TASK GOAL
Render this sentence from the page on Wisconsin Highway 148 in Spanish: "State Trunk Highway 148 (Highway 148, STH-148 or WIS 148) was a state highway in Manitowoc County, Wisconsin."

READING PASSAGE
◆ ◆ ◆ ◆
Route information
- Maintained by WisDOT
- Length: 5.7 mi (9.2 km)
- Existed: 1924–c. 1985

Major junctions
- South end: US 151 in Valders
- North end: US 10 in Cato

Location
- Country: United States
- State: Wisconsin
- Counties: Manitowoc

Highway system
- Wisconsin State Trunk Highway System; Interstate; US; State; Scenic; Rustic;
| ← WIS 147 |  | → WIS 149 |

= Wisconsin Highway 148 =

Former state highway in Manitowoc County, Wisconsin, United States

State Trunk Highway 148 (Highway 148, STH-148 or WIS 148) was a state highway in Manitowoc County, Wisconsin. It ran from US Highway 151 (US 151) and County Trunk Highway J (CTH-J) in Valders to US 10 in Cato.

==Route description==
Starting at US 151/CTH-J in Valders, WIS 148 began to travel northward. Then, it passed through Clarks Mills. After that, it then traveled straight to US 10 in Cato. At this point, WIS 148 ended there, and the roadway continued as CTH-J.
◆ ◆ ◆ ◆
DATA LISTING
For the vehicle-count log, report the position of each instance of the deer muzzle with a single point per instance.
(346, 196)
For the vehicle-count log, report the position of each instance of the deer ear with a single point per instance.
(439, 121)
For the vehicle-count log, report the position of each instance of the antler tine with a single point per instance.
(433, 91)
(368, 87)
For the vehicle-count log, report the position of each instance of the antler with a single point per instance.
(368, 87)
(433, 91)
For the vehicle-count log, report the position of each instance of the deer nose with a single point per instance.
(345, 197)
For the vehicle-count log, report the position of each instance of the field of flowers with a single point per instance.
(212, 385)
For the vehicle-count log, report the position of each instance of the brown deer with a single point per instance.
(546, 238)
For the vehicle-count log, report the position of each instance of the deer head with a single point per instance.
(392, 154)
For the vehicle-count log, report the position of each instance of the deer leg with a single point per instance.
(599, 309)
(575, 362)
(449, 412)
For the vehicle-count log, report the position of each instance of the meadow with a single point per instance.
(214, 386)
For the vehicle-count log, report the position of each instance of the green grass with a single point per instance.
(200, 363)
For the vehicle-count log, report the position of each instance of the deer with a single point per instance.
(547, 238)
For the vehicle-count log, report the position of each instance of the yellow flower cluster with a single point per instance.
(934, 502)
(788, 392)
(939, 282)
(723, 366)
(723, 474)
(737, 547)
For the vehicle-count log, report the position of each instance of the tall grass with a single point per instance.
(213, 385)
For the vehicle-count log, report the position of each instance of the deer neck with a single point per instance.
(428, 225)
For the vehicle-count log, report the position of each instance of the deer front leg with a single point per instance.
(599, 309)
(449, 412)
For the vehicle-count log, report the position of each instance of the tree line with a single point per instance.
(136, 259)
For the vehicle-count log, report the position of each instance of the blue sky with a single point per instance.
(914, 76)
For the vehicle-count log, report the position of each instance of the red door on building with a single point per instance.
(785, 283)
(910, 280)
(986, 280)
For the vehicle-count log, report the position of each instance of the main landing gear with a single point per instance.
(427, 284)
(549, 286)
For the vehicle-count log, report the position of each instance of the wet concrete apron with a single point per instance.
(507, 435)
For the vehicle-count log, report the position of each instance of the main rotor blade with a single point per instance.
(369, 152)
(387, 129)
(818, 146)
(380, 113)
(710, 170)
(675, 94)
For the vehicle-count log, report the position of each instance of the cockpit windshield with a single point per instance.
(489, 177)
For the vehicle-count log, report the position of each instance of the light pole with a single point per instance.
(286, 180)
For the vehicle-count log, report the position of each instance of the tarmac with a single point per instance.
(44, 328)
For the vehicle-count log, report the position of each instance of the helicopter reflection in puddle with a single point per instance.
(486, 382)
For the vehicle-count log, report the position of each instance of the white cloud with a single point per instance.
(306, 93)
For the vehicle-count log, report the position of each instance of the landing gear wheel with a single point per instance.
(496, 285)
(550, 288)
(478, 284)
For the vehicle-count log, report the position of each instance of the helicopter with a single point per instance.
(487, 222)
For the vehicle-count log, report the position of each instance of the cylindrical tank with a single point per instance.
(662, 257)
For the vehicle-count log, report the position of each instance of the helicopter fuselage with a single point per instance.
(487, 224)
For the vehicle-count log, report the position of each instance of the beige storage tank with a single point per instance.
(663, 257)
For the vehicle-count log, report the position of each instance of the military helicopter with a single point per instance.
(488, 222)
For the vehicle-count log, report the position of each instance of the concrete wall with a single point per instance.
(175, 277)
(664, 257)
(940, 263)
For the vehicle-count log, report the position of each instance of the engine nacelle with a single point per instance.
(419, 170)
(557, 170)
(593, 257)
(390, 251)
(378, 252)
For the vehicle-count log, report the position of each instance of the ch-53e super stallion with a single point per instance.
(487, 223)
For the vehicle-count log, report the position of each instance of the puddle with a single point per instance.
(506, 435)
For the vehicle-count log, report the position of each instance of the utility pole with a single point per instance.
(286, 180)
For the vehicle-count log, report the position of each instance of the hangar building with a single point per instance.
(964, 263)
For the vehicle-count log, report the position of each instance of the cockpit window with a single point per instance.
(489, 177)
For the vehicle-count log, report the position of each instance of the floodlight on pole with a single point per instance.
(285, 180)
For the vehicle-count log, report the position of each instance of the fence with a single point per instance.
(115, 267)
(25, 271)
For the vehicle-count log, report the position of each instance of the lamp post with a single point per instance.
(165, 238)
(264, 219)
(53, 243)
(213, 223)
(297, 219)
◆ ◆ ◆ ◆
WRITTEN REPLY
La State Trunk Highway 148 (Highway 148, STH-148 o WIS 148) fue una carretera estatal en el condado de Manitowoc, Wisconsin.